— TASK REQUIREMENTS —
Return everything from "In the latter" down to "pulling in customers." in the design article below, copied word for word.

— EXTRACT PROVIDED —
━━━━━━━━━━
Wk52 2024
Design
Signage Design by Domus Vim
Sydney is a city thriving with hospitality venues, from the fancier end of town with CBD venues where you can host your business meetings, to the grungier, looser spots in the Inner West region of the city.
In the latter region there has been a common thread of highly designed environments, with considered interior design and branding. With that higher-quality visual identity comes the need for considered signage. A well-designed storefront sign can be an attractive factor in pulling in customers.
And for the most recent venue openings one name has been dominating that market, Domus Vim.
Domus Vim, led by Ian Tran, designs are of a superior quality, having a very refined look and feel to them that elevates any venues it adorns. The other attractive quality to Tran’s work is the lack of predictability or standardisation, meaning that you never know what the next project will look like yet you can tell who designed it by the level of craftsmanship.
How to Improve Your Thinking Skills
Starting a Creative Business
(Fashion Brand)
Ken Sakata might have popped up on your Instagram or TikTok feed with his in-depth studies on different fashion trends throughout history as well as fashion history, like the uniforms of samurais.
His deep knowledge has naturally led him to recently start his own fashion brand, Front Office, which now has a physical retail location in Melbourne, Australia.
━━━━━━━━━━
— COLLECTED MATERIAL —
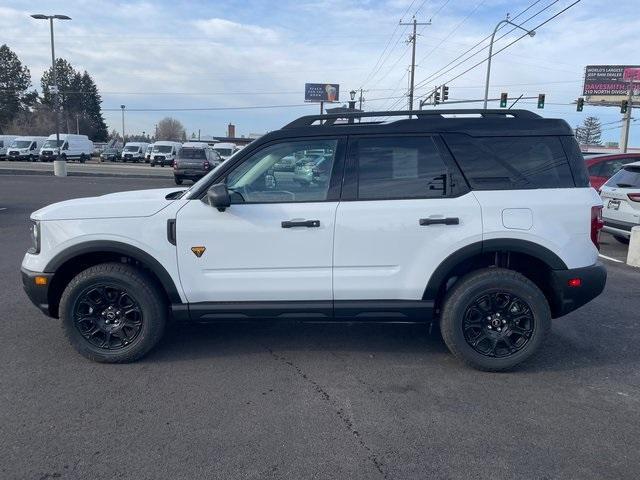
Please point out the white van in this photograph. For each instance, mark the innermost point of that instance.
━━━━━━━━━━
— RESPONSE AREA —
In the latter region there has been a common thread of highly designed environments, with considered interior design and branding. With that higher-quality visual identity comes the need for considered signage. A well-designed storefront sign can be an attractive factor in pulling in customers.